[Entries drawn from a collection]
┏━━

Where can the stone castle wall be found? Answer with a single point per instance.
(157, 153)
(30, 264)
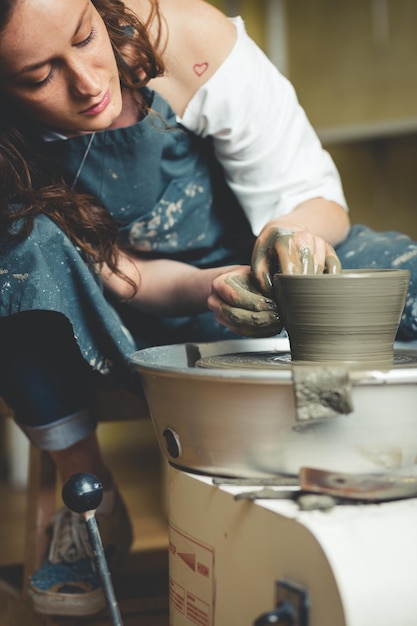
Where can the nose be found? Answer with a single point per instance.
(84, 80)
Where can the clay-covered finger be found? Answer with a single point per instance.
(245, 297)
(250, 323)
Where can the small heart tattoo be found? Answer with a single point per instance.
(200, 68)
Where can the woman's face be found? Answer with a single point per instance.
(57, 64)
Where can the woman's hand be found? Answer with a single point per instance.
(239, 305)
(287, 251)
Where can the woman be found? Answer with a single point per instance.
(149, 151)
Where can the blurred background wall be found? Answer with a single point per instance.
(354, 66)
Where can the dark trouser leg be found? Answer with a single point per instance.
(45, 380)
(366, 248)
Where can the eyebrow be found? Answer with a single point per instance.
(35, 66)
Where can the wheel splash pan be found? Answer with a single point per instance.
(252, 412)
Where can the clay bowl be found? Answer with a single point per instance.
(351, 317)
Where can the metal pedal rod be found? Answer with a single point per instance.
(82, 493)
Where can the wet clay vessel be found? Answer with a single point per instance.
(349, 318)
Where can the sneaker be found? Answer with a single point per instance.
(68, 583)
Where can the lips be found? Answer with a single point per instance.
(100, 106)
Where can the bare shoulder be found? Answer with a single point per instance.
(196, 39)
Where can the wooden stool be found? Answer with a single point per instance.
(148, 575)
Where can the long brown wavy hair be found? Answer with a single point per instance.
(30, 186)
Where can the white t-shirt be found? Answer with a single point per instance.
(272, 157)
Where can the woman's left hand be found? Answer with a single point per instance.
(240, 306)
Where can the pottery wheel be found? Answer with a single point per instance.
(266, 360)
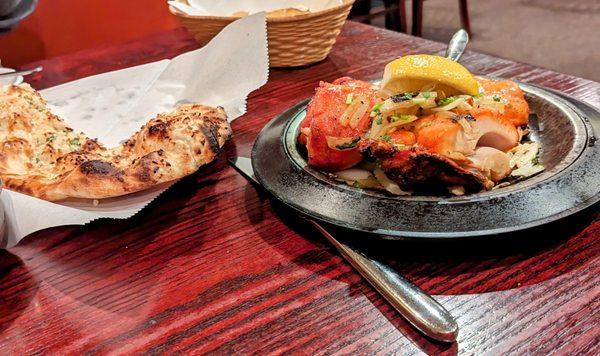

┗━━

_Instructions to follow_: Count the lines in the rows above that contain the string "clay", treating case as significant. Give only the number.

_Task output_: 3